Where an entry below contains an image, skip the image and reproduce the rest exactly.

· · ·

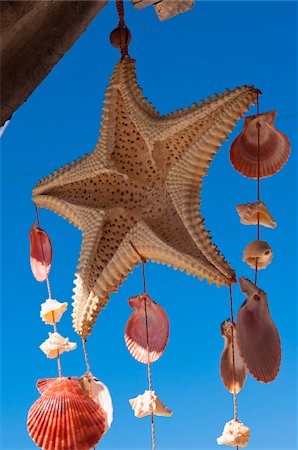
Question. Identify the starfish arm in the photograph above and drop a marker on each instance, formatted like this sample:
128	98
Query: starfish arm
184	178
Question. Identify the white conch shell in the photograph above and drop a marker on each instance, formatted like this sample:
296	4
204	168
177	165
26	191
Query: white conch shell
257	251
52	310
248	213
235	434
100	394
226	360
56	344
148	403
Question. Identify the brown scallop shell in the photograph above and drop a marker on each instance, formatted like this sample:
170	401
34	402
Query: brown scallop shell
226	360
64	417
40	253
135	331
274	147
257	336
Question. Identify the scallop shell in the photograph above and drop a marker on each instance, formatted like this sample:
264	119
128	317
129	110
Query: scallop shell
235	434
249	213
274	147
52	311
257	336
135	331
100	394
257	252
64	417
148	403
226	361
40	253
56	344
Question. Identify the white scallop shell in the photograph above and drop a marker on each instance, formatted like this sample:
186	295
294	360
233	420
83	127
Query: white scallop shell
52	311
56	344
100	394
148	403
257	252
235	434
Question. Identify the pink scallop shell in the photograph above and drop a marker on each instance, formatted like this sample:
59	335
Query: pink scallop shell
274	147
40	253
257	336
135	331
64	417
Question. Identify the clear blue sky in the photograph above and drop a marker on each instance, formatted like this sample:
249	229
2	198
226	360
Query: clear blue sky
185	59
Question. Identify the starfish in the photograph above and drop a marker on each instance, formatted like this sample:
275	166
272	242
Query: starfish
137	195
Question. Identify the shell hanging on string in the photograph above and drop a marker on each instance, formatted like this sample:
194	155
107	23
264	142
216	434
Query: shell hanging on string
40	253
226	361
100	394
249	212
257	336
148	403
257	252
235	434
64	417
135	331
274	147
52	311
56	344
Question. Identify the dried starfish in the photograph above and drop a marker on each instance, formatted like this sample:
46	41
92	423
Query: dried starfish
138	191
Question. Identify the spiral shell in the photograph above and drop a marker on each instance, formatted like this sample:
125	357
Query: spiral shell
135	331
40	253
64	417
274	147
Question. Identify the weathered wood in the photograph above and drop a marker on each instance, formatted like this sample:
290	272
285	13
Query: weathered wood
34	37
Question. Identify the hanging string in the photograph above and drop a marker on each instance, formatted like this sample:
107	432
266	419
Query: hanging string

· · ·

EXERCISE OUTPUT →
Question. Identify the starfish arm in the photograph above and drop a marker on each instance, formatted like this sample:
128	98
Query: starfish arm
184	178
Question. Identify the white conch shell in the photograph above and drop a marker on each instance, formatted like this sample:
296	4
204	168
177	165
26	191
Query: white conch shell
257	251
52	310
248	213
235	434
100	394
226	360
56	344
148	403
Question. Identify the brown scallop shell in the photograph above and drop a marker on each instance, formatted like this sample:
170	401
34	402
Query: brown scallop shell
226	360
64	417
40	253
135	331
274	147
257	336
Question. Identify the scallop shell in the photograph above and drop a marker on each instance, formatted like this sample:
264	119
128	317
129	110
Query: scallop shell
235	434
249	213
274	147
52	311
257	336
135	331
100	394
257	252
64	417
148	403
226	361
40	253
56	344
Question. Identify the white scallop shell in the photograph above and drop a marker on each instance, formatted like this sample:
186	295
294	360
233	420
83	127
Query: white scallop shell
52	311
56	344
100	394
148	403
257	252
235	434
Question. Identify the pink scallop shell in the photograph above and drop a marker on each instance, formatted like this sample:
59	335
Query: pink scallop shell
274	147
40	253
257	336
135	331
64	417
Question. Identify the clear blue sky in the photograph above and drop a marker on each instance, formatted like this sample:
249	229
2	198
226	360
Query: clear blue sky
185	59
Question. Identify the starfish in the photograph above and drop a marker on each instance, formatted like this sample:
275	166
272	242
Query: starfish
137	195
Question. Identify the shell hanging on string in the photograph above and drop a marker on each instance, formatted like this sample:
194	155
107	23
264	142
216	434
Query: shell hanging on string
40	253
226	361
100	394
249	212
257	336
148	403
257	252
235	434
64	417
135	331
274	147
52	311
56	344
Question. Identify the dried starfish in the photograph above and drop a marker on each instance, formatted like this sample:
46	41
92	423
Query: dried starfish
138	191
Question. Identify the spiral shell in the photograph above and drop a marker on each instance, formatted like this sample:
125	357
Query: spiral shell
135	331
40	253
64	417
274	147
Question. Identify the weathered wood in the photograph above and drop a marker on each instance, formatted like this sample:
290	272
285	13
Query: weathered wood
34	37
Question. Identify the hanging string in the photograph above and drop a marker on each instance, formatted like this sample:
107	432
266	419
Query: hanging string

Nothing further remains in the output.